**LISTING:**
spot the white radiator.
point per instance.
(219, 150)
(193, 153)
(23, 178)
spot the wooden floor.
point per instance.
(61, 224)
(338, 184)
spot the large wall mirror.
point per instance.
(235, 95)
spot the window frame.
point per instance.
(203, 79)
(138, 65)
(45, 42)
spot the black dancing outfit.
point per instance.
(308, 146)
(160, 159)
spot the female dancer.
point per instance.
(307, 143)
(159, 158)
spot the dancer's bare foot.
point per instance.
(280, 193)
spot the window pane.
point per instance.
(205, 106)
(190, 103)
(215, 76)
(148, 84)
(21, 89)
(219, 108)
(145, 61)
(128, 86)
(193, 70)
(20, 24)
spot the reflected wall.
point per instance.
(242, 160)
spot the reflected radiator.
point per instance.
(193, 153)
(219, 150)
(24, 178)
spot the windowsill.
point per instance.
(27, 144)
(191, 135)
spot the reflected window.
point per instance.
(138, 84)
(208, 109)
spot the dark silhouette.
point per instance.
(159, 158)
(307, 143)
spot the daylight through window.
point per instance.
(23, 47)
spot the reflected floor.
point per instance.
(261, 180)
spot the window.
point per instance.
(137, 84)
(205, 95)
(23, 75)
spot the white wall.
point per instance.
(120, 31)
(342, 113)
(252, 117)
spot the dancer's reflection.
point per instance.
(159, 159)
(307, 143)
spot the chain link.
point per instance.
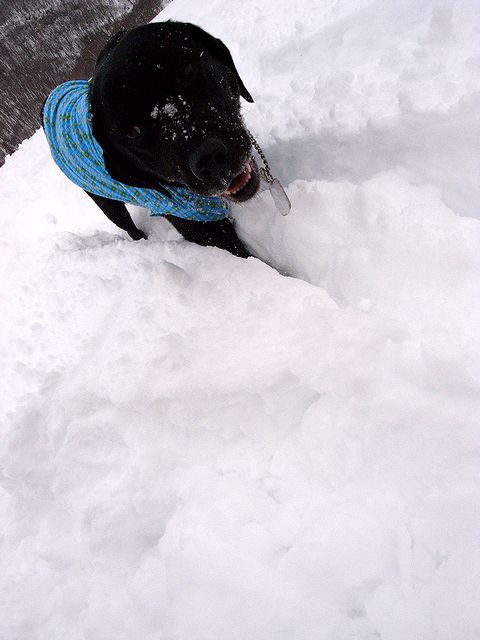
(265, 172)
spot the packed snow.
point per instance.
(200, 447)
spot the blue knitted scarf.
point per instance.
(66, 121)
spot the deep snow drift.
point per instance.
(195, 447)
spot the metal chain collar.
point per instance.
(265, 172)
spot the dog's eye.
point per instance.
(134, 132)
(185, 73)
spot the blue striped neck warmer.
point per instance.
(66, 121)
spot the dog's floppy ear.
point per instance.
(111, 44)
(222, 54)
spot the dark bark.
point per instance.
(46, 42)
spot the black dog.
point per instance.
(165, 108)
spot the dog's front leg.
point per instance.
(220, 233)
(117, 212)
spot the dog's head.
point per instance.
(165, 102)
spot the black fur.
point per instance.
(165, 100)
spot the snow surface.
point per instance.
(196, 447)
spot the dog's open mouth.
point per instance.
(244, 185)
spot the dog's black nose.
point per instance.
(209, 161)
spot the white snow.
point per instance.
(199, 447)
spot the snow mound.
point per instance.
(199, 447)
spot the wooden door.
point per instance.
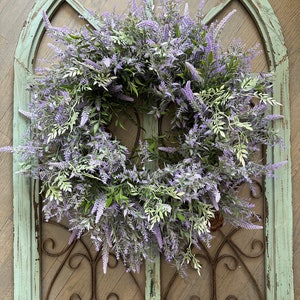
(232, 268)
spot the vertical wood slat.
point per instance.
(279, 222)
(152, 289)
(279, 226)
(27, 285)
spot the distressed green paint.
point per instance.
(279, 268)
(152, 289)
(27, 285)
(279, 222)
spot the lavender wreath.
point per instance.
(162, 64)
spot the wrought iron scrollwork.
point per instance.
(228, 252)
(72, 256)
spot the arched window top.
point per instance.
(279, 282)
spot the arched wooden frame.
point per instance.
(279, 224)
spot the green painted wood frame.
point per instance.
(279, 222)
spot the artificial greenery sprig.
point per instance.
(163, 64)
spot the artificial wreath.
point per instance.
(162, 63)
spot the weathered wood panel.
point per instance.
(12, 17)
(288, 13)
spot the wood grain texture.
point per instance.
(12, 17)
(288, 13)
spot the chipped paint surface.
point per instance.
(279, 272)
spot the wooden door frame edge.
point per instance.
(279, 223)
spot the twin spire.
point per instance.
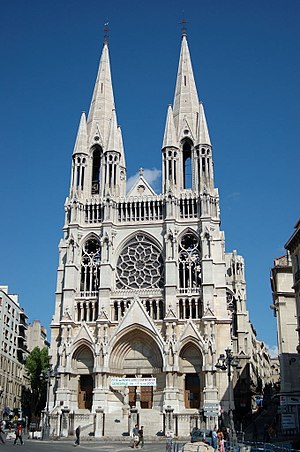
(186, 119)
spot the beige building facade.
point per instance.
(145, 289)
(36, 336)
(13, 327)
(284, 304)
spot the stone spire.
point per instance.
(113, 138)
(102, 104)
(186, 102)
(81, 139)
(203, 135)
(170, 138)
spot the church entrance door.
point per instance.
(192, 391)
(85, 392)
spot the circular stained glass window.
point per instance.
(140, 265)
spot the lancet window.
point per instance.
(79, 164)
(140, 264)
(187, 164)
(96, 170)
(189, 257)
(90, 267)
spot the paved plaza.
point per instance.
(68, 445)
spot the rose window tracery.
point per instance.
(140, 265)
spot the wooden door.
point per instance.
(85, 392)
(192, 391)
(146, 396)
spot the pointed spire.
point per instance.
(186, 102)
(203, 135)
(121, 148)
(102, 102)
(81, 139)
(113, 138)
(170, 138)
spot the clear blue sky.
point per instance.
(246, 63)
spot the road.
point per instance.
(92, 446)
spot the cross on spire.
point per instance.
(106, 32)
(184, 22)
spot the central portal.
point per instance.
(85, 392)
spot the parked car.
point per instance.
(203, 435)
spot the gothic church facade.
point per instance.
(145, 288)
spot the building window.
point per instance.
(140, 265)
(90, 266)
(189, 263)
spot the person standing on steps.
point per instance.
(135, 437)
(77, 433)
(141, 436)
(18, 432)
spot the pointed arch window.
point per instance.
(96, 170)
(90, 267)
(189, 257)
(187, 164)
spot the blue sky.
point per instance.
(246, 63)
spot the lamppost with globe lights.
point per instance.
(228, 362)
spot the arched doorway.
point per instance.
(136, 354)
(191, 368)
(83, 362)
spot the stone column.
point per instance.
(169, 427)
(99, 427)
(65, 413)
(133, 419)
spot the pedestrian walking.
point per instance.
(77, 433)
(2, 432)
(18, 432)
(141, 436)
(135, 437)
(214, 439)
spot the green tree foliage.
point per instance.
(38, 366)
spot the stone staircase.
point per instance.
(117, 427)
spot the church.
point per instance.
(147, 299)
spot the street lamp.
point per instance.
(229, 362)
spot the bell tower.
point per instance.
(186, 150)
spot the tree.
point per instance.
(37, 365)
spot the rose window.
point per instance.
(140, 265)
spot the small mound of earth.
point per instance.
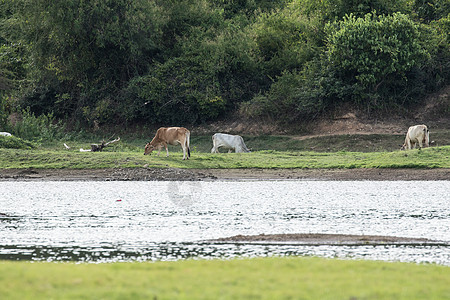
(325, 239)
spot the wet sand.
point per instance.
(150, 174)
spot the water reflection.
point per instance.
(123, 221)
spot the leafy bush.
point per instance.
(374, 57)
(295, 96)
(14, 142)
(43, 127)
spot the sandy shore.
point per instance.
(149, 174)
(316, 239)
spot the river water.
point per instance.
(170, 220)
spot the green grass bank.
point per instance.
(268, 152)
(260, 278)
(435, 157)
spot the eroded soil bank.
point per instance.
(326, 239)
(149, 174)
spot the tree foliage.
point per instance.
(191, 61)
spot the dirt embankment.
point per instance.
(149, 174)
(326, 239)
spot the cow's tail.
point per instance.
(188, 138)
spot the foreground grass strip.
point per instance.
(435, 157)
(261, 278)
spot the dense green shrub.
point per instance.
(375, 56)
(13, 142)
(176, 62)
(42, 127)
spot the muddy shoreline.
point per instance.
(317, 239)
(151, 174)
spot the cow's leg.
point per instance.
(183, 146)
(408, 144)
(420, 143)
(167, 149)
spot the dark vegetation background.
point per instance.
(92, 63)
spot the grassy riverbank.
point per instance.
(262, 278)
(435, 157)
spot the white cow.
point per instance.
(233, 142)
(418, 134)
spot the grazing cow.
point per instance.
(233, 142)
(418, 134)
(172, 136)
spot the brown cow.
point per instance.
(418, 134)
(172, 136)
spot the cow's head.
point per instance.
(149, 148)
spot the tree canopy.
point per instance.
(191, 61)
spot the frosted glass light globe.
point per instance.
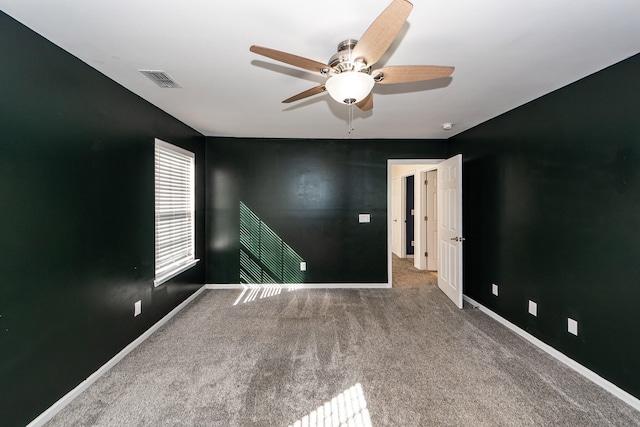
(349, 87)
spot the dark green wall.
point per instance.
(552, 213)
(309, 192)
(76, 220)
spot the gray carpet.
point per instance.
(396, 357)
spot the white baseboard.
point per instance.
(303, 286)
(67, 398)
(581, 369)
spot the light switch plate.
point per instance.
(533, 308)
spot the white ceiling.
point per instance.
(506, 52)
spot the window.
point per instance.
(174, 211)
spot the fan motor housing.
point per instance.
(343, 61)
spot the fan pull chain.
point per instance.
(350, 127)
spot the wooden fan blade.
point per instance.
(410, 73)
(366, 104)
(287, 58)
(307, 93)
(382, 32)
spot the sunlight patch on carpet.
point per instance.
(349, 408)
(255, 291)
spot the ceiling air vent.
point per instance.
(160, 78)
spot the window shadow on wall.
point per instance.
(264, 256)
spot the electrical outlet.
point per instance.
(533, 308)
(137, 308)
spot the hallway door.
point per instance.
(450, 228)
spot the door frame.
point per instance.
(426, 164)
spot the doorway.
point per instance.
(436, 217)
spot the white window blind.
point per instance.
(174, 211)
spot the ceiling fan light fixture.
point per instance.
(349, 87)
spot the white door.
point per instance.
(450, 228)
(396, 232)
(432, 220)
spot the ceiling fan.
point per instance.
(349, 75)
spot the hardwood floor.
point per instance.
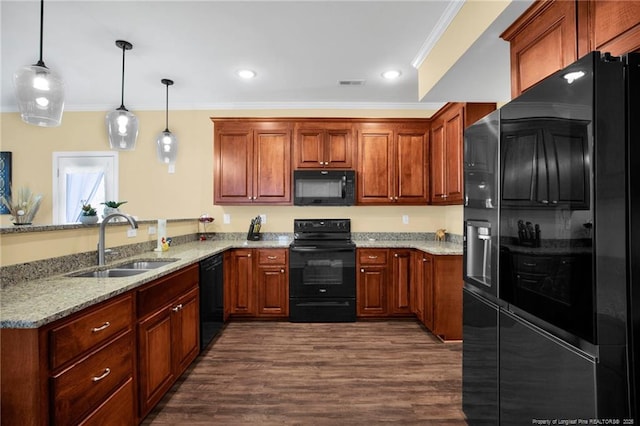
(362, 373)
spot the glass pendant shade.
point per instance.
(122, 127)
(167, 143)
(167, 146)
(39, 91)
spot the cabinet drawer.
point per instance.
(372, 257)
(163, 291)
(89, 330)
(80, 389)
(272, 257)
(118, 409)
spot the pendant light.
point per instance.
(39, 91)
(167, 143)
(122, 125)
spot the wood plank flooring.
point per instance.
(281, 373)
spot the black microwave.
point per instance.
(324, 187)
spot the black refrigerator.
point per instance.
(551, 250)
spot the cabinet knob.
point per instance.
(107, 371)
(102, 327)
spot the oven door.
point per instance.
(322, 271)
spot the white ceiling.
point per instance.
(299, 49)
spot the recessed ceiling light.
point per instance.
(247, 74)
(391, 74)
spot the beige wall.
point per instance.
(153, 193)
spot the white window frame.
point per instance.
(89, 159)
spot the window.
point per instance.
(91, 177)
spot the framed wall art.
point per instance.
(5, 178)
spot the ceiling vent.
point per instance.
(351, 82)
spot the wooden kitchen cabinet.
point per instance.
(239, 289)
(322, 144)
(272, 282)
(442, 285)
(400, 282)
(256, 283)
(393, 162)
(446, 172)
(168, 333)
(69, 371)
(252, 162)
(552, 34)
(372, 282)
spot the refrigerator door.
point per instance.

**WORK TO COMPLETE:** Each line from the one containing "spot the electrical outlet." through the last line of the entries above is to be extracted exactly. Pictures are not part of the copy.

**COMPLETED EXERCISE:**
spot the electrical outlet.
point per instance.
(533, 308)
(137, 308)
spot the hallway door.
point per instance.
(450, 228)
spot the door frame.
point per instance.
(426, 164)
spot the doorway.
point per instance.
(436, 217)
spot the white window blind.
point per instance.
(174, 211)
spot the ceiling fan light fixture.
point per instance.
(349, 87)
spot the white door.
point per instance.
(450, 228)
(396, 232)
(432, 220)
spot the ceiling fan.
point per instance.
(349, 75)
spot the hardwood floor.
point per instance.
(362, 373)
spot the glass pendant shade.
point per instance.
(122, 127)
(167, 143)
(167, 146)
(39, 91)
spot the cabinet drawer.
point per instance.
(372, 257)
(163, 291)
(89, 330)
(80, 389)
(272, 257)
(118, 409)
spot the pendant light.
point per instance.
(39, 91)
(167, 143)
(122, 125)
spot the wood plank flooring.
point per instance.
(281, 373)
spot the black microwave.
point per instance.
(324, 187)
spot the black refrigerator.
point per instance.
(551, 250)
spot the cabinet knob.
point per instance.
(107, 371)
(102, 327)
spot the oven door.
point per instance.
(322, 271)
spot the white ceiling.
point per instance.
(299, 49)
spot the recessed ceiling light.
point per instance.
(247, 74)
(391, 74)
spot the beige wall.
point per instance.
(153, 193)
spot the white window frame.
point per instance.
(89, 159)
spot the window.
point per instance.
(91, 177)
spot the framed wall art.
point per instance.
(5, 178)
spot the ceiling vent.
point per instance.
(351, 82)
spot the wooden kitchen cabinet.
point per instance.
(239, 289)
(322, 144)
(272, 282)
(442, 285)
(400, 282)
(256, 283)
(393, 162)
(446, 172)
(168, 333)
(69, 371)
(252, 162)
(552, 34)
(372, 282)
spot the refrigerator door.
point per instance.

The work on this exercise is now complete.